Your goal:
Which of the lines below hold "trunk"? Please return each one.

══ Data provided

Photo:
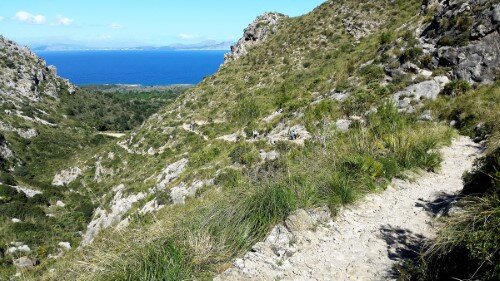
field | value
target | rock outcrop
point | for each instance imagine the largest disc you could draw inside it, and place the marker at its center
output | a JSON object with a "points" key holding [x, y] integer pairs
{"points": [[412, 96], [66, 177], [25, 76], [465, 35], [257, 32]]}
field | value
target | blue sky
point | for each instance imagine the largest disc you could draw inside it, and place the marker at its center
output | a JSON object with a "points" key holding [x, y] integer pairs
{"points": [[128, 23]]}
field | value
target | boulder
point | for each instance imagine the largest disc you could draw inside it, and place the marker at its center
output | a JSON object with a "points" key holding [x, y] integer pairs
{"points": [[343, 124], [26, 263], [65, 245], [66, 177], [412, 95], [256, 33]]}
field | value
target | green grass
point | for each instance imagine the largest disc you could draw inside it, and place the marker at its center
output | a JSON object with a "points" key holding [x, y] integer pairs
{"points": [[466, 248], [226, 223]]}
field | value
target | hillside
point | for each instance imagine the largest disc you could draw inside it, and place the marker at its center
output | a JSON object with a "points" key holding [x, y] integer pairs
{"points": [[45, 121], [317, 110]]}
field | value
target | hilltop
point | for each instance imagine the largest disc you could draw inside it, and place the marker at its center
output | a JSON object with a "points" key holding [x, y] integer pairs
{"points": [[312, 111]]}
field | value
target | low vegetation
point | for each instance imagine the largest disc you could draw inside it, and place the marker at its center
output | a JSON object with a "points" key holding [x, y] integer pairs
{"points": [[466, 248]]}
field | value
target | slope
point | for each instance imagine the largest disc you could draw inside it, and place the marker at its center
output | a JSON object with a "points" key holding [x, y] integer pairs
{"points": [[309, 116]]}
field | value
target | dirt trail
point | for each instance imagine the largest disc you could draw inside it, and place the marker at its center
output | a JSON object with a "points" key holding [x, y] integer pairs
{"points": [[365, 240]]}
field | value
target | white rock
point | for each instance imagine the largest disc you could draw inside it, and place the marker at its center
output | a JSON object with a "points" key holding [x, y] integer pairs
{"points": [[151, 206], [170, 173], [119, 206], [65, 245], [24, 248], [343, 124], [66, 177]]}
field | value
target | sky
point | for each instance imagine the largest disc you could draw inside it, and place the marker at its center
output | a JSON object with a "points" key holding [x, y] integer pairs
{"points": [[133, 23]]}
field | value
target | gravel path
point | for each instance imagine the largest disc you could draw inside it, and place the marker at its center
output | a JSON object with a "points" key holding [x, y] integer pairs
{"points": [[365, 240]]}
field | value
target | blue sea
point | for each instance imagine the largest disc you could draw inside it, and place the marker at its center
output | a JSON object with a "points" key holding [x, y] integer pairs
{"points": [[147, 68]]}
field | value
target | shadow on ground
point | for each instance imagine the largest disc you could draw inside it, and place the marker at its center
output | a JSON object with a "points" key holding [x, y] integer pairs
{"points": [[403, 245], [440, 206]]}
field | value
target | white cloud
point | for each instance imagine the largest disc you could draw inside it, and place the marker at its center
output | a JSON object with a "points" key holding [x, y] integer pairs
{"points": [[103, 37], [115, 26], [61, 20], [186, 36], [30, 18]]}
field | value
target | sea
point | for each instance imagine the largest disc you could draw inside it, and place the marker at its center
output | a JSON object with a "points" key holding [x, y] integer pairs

════
══ Data provided

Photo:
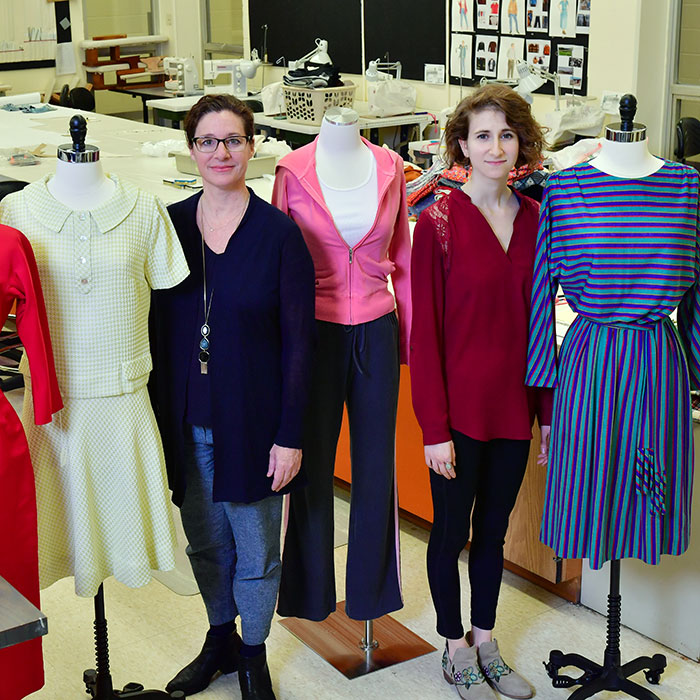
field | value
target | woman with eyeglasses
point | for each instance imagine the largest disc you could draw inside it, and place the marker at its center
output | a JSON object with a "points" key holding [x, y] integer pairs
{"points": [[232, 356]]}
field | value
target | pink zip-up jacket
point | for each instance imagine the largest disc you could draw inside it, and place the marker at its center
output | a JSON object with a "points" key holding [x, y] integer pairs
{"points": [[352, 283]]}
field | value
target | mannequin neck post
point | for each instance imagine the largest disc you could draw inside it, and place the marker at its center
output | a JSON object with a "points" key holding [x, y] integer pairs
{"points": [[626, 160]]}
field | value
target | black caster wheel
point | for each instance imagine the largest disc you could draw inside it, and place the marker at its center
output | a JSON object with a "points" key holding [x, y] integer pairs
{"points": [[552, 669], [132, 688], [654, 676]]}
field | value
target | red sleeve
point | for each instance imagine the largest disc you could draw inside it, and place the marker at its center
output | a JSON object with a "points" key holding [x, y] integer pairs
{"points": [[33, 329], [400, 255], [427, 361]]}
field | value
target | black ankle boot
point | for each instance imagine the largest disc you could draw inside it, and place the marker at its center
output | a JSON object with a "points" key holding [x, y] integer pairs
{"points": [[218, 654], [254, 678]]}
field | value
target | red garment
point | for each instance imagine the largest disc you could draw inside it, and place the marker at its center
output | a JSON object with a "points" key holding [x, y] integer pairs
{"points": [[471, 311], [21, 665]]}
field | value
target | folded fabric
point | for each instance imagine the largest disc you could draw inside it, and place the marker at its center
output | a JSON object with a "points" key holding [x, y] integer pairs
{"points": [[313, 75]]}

════
══ Data provided

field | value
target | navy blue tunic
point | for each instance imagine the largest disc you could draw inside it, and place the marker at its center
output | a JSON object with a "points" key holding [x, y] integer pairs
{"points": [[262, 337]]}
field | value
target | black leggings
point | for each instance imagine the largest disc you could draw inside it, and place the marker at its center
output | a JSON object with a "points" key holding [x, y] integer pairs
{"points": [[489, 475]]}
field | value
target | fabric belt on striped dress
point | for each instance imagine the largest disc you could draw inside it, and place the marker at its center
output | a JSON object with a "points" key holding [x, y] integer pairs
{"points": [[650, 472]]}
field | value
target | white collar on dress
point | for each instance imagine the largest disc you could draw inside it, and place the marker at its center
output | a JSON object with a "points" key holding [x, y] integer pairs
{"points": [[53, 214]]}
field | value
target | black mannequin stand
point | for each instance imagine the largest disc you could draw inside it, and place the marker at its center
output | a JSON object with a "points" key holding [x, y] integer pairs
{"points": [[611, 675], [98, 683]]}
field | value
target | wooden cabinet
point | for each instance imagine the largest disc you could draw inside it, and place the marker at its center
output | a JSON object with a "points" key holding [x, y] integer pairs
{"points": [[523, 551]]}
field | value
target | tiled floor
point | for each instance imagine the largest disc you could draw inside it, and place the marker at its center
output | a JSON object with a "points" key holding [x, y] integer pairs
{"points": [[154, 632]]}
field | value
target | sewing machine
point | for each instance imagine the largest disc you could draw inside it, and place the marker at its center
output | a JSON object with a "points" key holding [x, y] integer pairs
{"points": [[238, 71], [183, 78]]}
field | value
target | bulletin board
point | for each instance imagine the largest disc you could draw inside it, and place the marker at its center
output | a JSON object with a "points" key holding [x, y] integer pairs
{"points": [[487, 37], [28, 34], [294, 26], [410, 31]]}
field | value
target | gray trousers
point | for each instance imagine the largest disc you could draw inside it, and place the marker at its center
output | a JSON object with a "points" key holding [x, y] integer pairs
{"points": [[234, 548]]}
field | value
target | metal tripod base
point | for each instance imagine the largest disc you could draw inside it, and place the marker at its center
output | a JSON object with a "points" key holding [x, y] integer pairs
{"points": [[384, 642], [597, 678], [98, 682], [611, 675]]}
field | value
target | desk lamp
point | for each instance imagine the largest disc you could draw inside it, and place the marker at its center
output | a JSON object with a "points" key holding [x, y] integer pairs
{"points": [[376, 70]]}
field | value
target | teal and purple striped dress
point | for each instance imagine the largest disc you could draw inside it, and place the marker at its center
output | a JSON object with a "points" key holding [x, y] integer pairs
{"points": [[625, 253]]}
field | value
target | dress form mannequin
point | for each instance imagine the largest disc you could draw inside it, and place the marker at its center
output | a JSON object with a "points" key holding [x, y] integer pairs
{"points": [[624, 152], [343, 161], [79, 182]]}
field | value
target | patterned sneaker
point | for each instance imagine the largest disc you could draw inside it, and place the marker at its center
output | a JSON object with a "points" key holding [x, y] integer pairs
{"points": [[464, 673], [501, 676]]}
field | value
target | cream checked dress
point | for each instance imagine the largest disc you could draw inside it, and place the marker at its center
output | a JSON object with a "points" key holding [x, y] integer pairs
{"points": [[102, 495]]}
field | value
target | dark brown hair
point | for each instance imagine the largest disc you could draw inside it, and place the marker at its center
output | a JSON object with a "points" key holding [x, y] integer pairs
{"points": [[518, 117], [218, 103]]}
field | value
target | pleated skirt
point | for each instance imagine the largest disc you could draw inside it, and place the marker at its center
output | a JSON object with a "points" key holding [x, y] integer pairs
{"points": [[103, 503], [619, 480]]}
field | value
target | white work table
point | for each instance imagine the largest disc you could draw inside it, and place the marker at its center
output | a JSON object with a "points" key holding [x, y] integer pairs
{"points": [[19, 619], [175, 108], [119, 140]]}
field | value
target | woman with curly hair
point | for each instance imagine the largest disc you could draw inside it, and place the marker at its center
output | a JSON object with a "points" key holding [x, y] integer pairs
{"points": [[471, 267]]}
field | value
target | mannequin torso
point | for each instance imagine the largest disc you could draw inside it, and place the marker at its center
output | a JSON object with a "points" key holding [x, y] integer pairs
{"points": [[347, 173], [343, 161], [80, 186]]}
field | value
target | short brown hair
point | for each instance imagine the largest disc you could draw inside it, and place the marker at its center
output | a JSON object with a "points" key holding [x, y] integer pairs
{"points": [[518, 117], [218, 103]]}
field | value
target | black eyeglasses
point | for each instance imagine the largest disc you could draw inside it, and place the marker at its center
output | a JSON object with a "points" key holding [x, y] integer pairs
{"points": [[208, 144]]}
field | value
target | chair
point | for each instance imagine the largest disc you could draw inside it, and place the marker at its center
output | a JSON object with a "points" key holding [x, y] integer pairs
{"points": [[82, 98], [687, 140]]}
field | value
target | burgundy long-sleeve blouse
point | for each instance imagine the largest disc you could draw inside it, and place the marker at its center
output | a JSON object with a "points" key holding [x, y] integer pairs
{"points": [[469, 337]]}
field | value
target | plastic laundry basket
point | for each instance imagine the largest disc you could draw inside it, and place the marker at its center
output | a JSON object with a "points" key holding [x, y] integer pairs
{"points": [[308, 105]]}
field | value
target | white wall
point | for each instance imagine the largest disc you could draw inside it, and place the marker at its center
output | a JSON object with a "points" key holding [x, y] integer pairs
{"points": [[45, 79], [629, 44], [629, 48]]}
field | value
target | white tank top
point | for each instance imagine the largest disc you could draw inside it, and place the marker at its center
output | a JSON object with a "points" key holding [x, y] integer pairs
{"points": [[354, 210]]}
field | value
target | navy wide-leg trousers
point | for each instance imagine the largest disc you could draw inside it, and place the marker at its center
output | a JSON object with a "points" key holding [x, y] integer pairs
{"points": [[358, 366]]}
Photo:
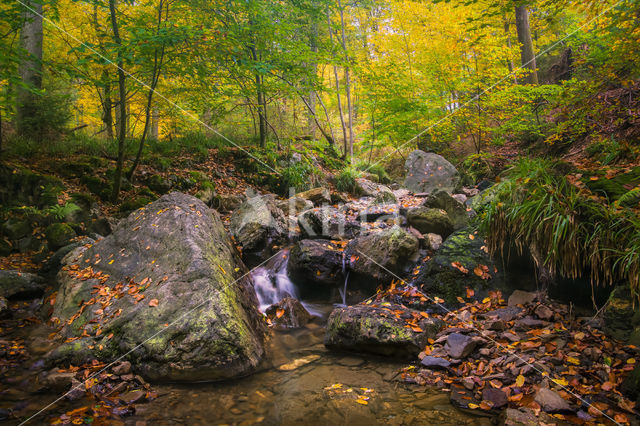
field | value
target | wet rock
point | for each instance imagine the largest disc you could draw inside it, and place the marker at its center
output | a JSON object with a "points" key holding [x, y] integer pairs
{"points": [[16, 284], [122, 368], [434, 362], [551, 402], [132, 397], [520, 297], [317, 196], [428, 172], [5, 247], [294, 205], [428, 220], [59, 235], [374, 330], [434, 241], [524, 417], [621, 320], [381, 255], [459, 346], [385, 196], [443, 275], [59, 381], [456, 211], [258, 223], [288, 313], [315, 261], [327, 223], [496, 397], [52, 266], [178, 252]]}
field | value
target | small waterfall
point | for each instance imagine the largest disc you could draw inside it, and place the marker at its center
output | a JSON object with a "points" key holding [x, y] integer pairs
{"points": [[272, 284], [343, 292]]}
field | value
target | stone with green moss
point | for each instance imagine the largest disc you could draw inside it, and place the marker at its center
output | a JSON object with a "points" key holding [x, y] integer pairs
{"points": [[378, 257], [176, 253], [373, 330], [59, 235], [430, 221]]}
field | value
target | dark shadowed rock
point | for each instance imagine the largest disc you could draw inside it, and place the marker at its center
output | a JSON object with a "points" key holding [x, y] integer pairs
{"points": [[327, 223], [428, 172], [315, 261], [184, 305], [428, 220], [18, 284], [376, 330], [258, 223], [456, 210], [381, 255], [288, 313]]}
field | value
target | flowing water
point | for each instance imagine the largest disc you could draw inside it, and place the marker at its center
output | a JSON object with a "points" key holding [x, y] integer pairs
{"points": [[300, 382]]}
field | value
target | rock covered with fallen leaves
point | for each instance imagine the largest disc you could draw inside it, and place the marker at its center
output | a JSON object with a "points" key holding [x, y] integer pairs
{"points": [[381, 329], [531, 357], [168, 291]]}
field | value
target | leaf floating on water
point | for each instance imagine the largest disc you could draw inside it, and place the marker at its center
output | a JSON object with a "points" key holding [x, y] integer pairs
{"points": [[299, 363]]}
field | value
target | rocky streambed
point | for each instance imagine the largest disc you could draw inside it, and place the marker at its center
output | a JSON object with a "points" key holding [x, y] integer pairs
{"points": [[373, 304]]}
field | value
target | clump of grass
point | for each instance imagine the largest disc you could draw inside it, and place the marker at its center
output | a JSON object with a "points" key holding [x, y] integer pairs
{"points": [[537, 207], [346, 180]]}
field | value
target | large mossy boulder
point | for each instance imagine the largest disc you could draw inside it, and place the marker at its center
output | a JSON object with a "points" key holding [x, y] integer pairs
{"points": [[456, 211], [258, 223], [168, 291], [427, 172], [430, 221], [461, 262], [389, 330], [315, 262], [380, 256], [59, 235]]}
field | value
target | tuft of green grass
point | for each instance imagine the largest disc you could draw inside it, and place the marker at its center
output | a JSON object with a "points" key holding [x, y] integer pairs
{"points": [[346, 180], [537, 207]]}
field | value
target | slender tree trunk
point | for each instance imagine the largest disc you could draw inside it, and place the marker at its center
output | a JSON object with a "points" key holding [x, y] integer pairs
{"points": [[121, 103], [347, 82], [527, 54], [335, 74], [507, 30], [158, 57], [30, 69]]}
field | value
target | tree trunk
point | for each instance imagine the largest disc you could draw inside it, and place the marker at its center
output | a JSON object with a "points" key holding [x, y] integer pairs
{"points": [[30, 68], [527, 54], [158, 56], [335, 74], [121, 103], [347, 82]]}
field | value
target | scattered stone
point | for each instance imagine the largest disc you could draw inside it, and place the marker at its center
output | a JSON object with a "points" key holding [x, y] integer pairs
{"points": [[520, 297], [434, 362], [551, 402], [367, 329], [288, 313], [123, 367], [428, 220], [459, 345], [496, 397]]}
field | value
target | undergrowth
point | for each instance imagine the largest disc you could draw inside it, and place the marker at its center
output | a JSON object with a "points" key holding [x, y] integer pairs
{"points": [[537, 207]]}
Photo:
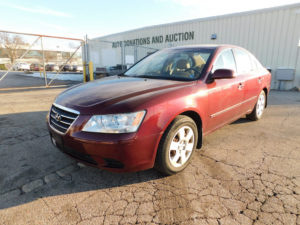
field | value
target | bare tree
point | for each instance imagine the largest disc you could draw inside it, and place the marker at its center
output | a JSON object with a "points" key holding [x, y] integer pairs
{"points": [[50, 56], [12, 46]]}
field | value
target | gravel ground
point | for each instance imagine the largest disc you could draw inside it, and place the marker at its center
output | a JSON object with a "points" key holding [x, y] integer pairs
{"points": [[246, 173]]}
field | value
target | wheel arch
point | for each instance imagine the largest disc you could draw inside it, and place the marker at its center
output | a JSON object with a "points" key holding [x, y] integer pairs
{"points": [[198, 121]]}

════

Task result:
target | slender tree trunk
target | tree trunk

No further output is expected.